What you should do
From the entries below, return every line that includes the word "knife".
** Opening Dataset records block **
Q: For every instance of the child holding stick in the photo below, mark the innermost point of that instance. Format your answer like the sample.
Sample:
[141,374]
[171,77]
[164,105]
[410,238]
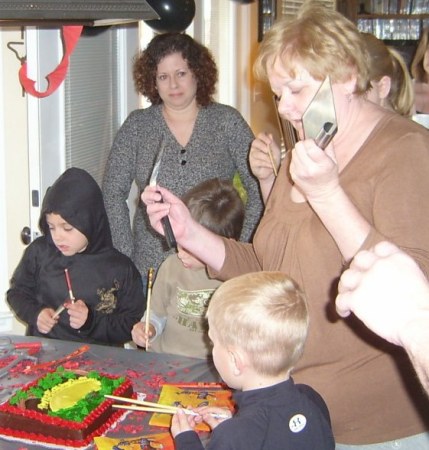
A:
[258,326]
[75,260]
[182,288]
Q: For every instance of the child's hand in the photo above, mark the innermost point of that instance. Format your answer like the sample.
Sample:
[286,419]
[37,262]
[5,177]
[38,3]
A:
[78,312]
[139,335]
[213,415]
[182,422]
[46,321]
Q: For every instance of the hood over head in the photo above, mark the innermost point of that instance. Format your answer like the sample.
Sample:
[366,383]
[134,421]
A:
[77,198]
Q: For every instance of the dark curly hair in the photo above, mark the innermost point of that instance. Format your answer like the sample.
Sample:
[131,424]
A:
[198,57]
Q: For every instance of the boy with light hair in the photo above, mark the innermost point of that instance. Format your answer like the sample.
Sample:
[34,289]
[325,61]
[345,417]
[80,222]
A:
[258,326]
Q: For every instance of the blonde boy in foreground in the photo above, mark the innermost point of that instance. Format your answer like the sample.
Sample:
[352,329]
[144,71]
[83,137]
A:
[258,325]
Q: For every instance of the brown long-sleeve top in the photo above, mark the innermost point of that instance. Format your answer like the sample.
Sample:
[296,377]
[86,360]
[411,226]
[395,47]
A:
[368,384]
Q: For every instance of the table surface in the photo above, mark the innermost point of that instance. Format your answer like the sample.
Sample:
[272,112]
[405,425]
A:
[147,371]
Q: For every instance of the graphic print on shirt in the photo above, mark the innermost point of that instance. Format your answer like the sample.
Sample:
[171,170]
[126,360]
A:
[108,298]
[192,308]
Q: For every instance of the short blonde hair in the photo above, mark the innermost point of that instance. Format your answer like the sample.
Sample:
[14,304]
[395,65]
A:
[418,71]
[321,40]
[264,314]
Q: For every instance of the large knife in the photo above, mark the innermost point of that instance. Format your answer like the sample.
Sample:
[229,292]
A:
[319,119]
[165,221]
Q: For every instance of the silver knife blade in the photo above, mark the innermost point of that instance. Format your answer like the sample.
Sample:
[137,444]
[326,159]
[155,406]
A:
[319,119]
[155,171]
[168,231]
** Closing Dataset records block **
** Opening Dataset records block **
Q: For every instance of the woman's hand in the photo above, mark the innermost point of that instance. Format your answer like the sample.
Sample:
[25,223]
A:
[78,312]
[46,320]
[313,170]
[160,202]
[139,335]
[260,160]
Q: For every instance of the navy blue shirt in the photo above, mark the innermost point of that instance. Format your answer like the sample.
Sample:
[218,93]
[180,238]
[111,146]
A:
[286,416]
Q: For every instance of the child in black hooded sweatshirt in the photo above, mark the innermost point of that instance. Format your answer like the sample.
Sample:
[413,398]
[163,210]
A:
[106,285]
** Closing Dataset records block **
Written response
Q: For every instance of the large knife in the photo above, mark the innermost point of that instance. Format your answer like the sample.
Q: For every instance of the silver knife blade in the photo above, mark the innermost point of that instance. Format your answer like the sample.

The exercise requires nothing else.